» What is asked:
Recast the lines of all the items below as a Markdown table with two columns, Row for a running number and Text for the line itself. Omit blank lines and leave out the pictures.

» Provided entries:
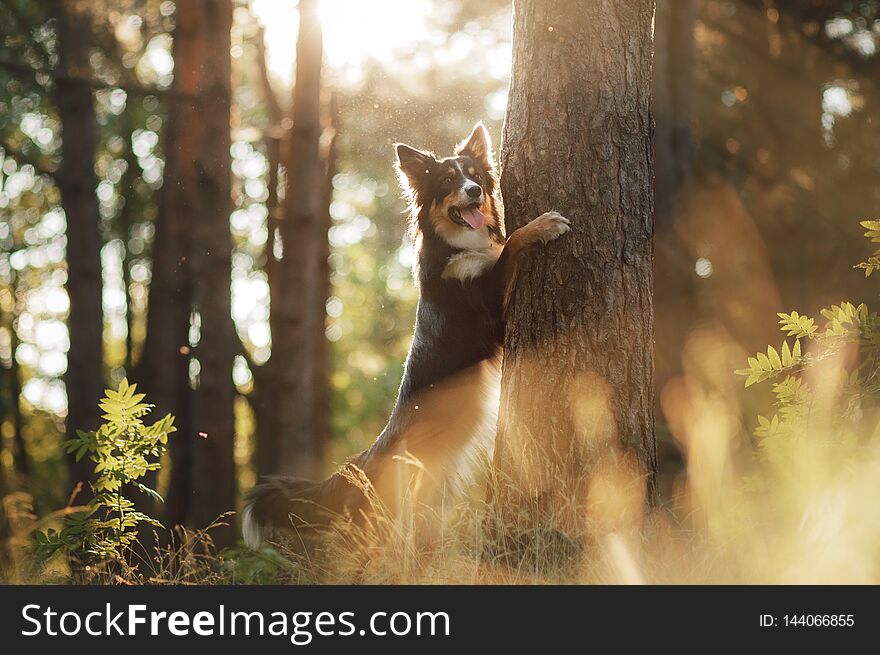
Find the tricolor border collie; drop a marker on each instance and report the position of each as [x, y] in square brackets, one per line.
[447, 405]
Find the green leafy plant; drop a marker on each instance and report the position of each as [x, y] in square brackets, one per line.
[845, 326]
[124, 449]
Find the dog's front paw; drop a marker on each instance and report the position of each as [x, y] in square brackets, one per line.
[550, 225]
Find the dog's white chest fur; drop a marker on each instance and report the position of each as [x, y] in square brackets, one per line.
[470, 264]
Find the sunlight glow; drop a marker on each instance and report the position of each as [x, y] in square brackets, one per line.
[354, 30]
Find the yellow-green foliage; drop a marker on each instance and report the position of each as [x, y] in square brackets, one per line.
[792, 368]
[123, 449]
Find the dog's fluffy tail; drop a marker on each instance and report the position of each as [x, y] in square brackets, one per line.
[286, 504]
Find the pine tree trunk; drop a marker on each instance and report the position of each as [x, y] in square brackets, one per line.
[164, 367]
[675, 297]
[577, 383]
[214, 475]
[77, 184]
[300, 451]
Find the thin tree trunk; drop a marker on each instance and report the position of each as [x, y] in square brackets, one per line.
[577, 384]
[322, 368]
[164, 364]
[214, 474]
[262, 398]
[76, 182]
[299, 449]
[675, 296]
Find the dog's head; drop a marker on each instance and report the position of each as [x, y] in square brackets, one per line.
[454, 198]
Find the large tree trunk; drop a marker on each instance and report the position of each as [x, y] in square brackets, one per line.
[76, 182]
[300, 448]
[214, 479]
[577, 385]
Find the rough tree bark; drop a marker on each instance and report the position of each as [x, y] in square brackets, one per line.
[214, 479]
[77, 183]
[299, 448]
[577, 384]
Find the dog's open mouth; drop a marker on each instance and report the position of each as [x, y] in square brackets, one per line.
[469, 216]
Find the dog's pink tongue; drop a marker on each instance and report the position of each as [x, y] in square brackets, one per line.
[474, 217]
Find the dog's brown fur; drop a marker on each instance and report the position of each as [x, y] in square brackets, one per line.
[446, 409]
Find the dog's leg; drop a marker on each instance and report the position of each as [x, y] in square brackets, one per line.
[548, 226]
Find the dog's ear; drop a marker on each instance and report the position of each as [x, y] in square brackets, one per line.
[478, 146]
[414, 166]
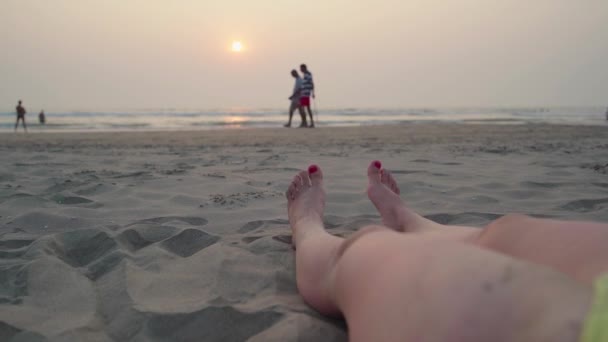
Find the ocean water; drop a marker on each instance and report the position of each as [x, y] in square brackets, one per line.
[191, 119]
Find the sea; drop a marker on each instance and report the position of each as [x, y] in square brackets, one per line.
[163, 119]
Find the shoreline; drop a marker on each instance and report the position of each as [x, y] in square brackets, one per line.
[410, 134]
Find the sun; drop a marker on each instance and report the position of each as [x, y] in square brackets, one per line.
[237, 46]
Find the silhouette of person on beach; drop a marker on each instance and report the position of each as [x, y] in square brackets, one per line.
[412, 279]
[41, 117]
[308, 90]
[295, 100]
[20, 116]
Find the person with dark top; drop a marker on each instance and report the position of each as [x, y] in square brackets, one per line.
[41, 117]
[20, 116]
[295, 100]
[308, 90]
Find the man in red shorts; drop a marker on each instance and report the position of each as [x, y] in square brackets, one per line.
[308, 90]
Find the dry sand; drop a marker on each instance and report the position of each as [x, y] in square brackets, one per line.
[183, 236]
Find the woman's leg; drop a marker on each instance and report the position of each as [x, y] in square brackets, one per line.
[575, 248]
[392, 286]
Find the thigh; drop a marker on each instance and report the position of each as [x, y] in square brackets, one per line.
[393, 286]
[575, 248]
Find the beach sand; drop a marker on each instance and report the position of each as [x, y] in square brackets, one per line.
[183, 236]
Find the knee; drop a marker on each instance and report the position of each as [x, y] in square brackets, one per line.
[356, 237]
[492, 233]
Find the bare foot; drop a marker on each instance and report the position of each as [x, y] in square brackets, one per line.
[383, 191]
[306, 202]
[315, 248]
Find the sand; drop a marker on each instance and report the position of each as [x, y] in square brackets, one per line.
[183, 236]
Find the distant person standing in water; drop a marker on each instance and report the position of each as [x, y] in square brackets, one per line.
[295, 100]
[41, 117]
[20, 116]
[308, 90]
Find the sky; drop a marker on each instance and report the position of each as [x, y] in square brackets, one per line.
[146, 54]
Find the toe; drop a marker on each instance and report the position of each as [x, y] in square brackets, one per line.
[305, 179]
[393, 183]
[315, 174]
[385, 177]
[373, 171]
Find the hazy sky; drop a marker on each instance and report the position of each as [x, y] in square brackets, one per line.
[111, 54]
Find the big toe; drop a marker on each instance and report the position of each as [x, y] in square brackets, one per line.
[315, 174]
[373, 172]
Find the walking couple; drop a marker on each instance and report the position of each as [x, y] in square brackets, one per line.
[303, 89]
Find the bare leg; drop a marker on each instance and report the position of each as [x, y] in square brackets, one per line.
[392, 286]
[405, 287]
[292, 109]
[312, 121]
[315, 248]
[303, 116]
[575, 248]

» Output of the exercise:
| Row | Text |
|---|---|
| 1 | Find the tricolor border collie; drop a marker on each instance and report the position of each as [x, y] in square brackets, one per line. |
| 2 | [447, 405] |
| 3 | Find the green leafy plant; drop a marker on each instance and report the position of each as [x, y] in square brackets, one per line. |
| 4 | [845, 326] |
| 5 | [124, 449] |
| 6 | Find the dog's front paw; drop a marker on each instance and report the position of each as [x, y] in square brackets, one per line. |
| 7 | [550, 225] |
| 8 | Find the dog's white chest fur; drop a marker on each instance and report the position of each as [x, y] in square brackets, one per line. |
| 9 | [470, 264] |
| 10 | Find the sunlight glow; drop a marker on each instance and report the position of each as [x, y] in square brackets, one per line. |
| 11 | [354, 30] |
| 12 | Find the yellow-green foliage; drop a marker on each instance and report the position of each as [x, y] in square brackets, one per line. |
| 13 | [792, 368] |
| 14 | [123, 449] |
| 15 | Find the dog's fluffy tail; drop a marker on each instance and report the position of each as [x, y] in square brackets, one per line. |
| 16 | [286, 504] |
| 17 | Find the pine tree trunk; drop a marker on each instance and report the position of each as [x, y] in square brackets, one per line. |
| 18 | [164, 367] |
| 19 | [675, 297] |
| 20 | [577, 383] |
| 21 | [214, 475] |
| 22 | [77, 184] |
| 23 | [300, 451] |
| 24 | Find the thin tree trunk; drop a marker on each instance and report the position of each as [x, y] in square brackets, one per line. |
| 25 | [577, 384] |
| 26 | [322, 368] |
| 27 | [164, 364] |
| 28 | [214, 474] |
| 29 | [262, 398] |
| 30 | [76, 182] |
| 31 | [299, 449] |
| 32 | [675, 296] |
| 33 | Find the dog's head; drop a marker on each instance and report the position of each as [x, y] in square brackets, one per line. |
| 34 | [454, 198] |
| 35 | Find the large tree trunk; drop a marker on each instance and report the position of each as [x, y] in square brackets, one per line. |
| 36 | [76, 182] |
| 37 | [300, 448] |
| 38 | [214, 479] |
| 39 | [577, 385] |
| 40 | Find the rough tree bark; drop a marker on each instance and report the position of each as [x, y] in square brackets, one per line. |
| 41 | [214, 479] |
| 42 | [77, 183] |
| 43 | [299, 448] |
| 44 | [577, 384] |
| 45 | Find the dog's open mouth; drop a marker on each instance and report the position of each as [x, y] in square brackets, one per line. |
| 46 | [469, 216] |
| 47 | Find the dog's pink tongue; drop a marker on each instance and report the position of each as [x, y] in square brackets, one per line. |
| 48 | [474, 217] |
| 49 | Find the dog's brown fur; drop a marker on each instance and report the position of each as [x, y] in square brackets, one per line. |
| 50 | [446, 409] |
| 51 | Find the dog's leg; drop a marker on each instance and report the position of each as [x, y] in square brackets, one per line. |
| 52 | [548, 226] |
| 53 | Find the dog's ear; drop a marker on each instance and report the position of each as [x, y] in square brackets, one per line. |
| 54 | [478, 146] |
| 55 | [414, 166] |
| 56 | Find the ocean water; drop a marker on each instance and report the position of each as [x, y] in square brackets, one per line. |
| 57 | [191, 119] |
| 58 | Find the sea; drop a marker on each instance and report the position of each as [x, y] in square brackets, one per line. |
| 59 | [163, 119] |
| 60 | Find the shoreline; drop a marker on each instance and report the position of each as [x, y] in square brackets, one per line. |
| 61 | [410, 134] |
| 62 | Find the sun; drop a marker on each instance and report the position of each as [x, y] in square brackets, one per line. |
| 63 | [237, 46] |
| 64 | Find the silhouette of person on beach; drop a marker on each instance and report the position of each as [x, y] in square brackets, one per line. |
| 65 | [412, 279] |
| 66 | [41, 117] |
| 67 | [308, 90] |
| 68 | [295, 100] |
| 69 | [20, 116] |
| 70 | Find the person with dark top; drop a marker on each instance and report the position of each as [x, y] in square brackets, one per line. |
| 71 | [41, 117] |
| 72 | [20, 116] |
| 73 | [295, 100] |
| 74 | [308, 90] |
| 75 | Find the man in red shorts; drop a marker on each instance and report the position of each as [x, y] in square brackets, one per line. |
| 76 | [308, 90] |
| 77 | Find the dry sand; drop a marker on each instance and report the position of each as [x, y] in square brackets, one per line. |
| 78 | [183, 236] |
| 79 | Find the woman's leg; drop a marker on each instance and report the position of each as [x, y] in square brackets, one per line. |
| 80 | [575, 248] |
| 81 | [392, 286] |
| 82 | Find the thigh; drop a marker on each instance and report the position of each as [x, y] in square brackets, one per line. |
| 83 | [393, 286] |
| 84 | [575, 248] |
| 85 | Find the beach sand; drop a marker on each instance and report the position of each as [x, y] in square brackets, one per line. |
| 86 | [183, 236] |
| 87 | Find the knee; drop a marker on each instance and report the position of each as [x, y] in square brackets, one per line. |
| 88 | [356, 237] |
| 89 | [492, 233] |
| 90 | Find the bare foot; drop a marker on each instance and report the position of each as [x, y] in square brackets, one per line. |
| 91 | [383, 191] |
| 92 | [306, 202] |
| 93 | [315, 248] |
| 94 | Find the sand; drop a marker on each instance and report the position of each as [x, y] in square brackets, one per line. |
| 95 | [183, 236] |
| 96 | Find the distant person standing in water; drop a marker on each instance and report the position of each as [x, y] in square brackets, one per line. |
| 97 | [295, 100] |
| 98 | [41, 117] |
| 99 | [20, 116] |
| 100 | [308, 90] |
| 101 | Find the sky; drop a marker on each instance and report the position of each as [x, y] in square brackets, one per line. |
| 102 | [146, 54] |
| 103 | Find the toe; drop a marker on each instance and report the position of each as [x, y] in square brackets, one per line. |
| 104 | [305, 179] |
| 105 | [393, 183] |
| 106 | [315, 174] |
| 107 | [385, 177] |
| 108 | [373, 171] |
| 109 | Find the hazy sky; drop a marker on each instance and report the position of each as [x, y] in square brackets, one per line. |
| 110 | [111, 54] |
| 111 | Find the big toe; drop a marker on each instance and report the position of each as [x, y] in square brackets, one per line. |
| 112 | [315, 174] |
| 113 | [373, 172] |
| 114 | Find the walking couple; drop a marker on each instance and report the position of each as [x, y] in square brackets, one per line. |
| 115 | [303, 89] |
| 116 | Find the bare leg; drop a marker on each instance and report the position of each as [x, y] in square brackets, one per line. |
| 117 | [392, 286] |
| 118 | [405, 287] |
| 119 | [292, 109] |
| 120 | [312, 121] |
| 121 | [315, 248] |
| 122 | [303, 116] |
| 123 | [575, 248] |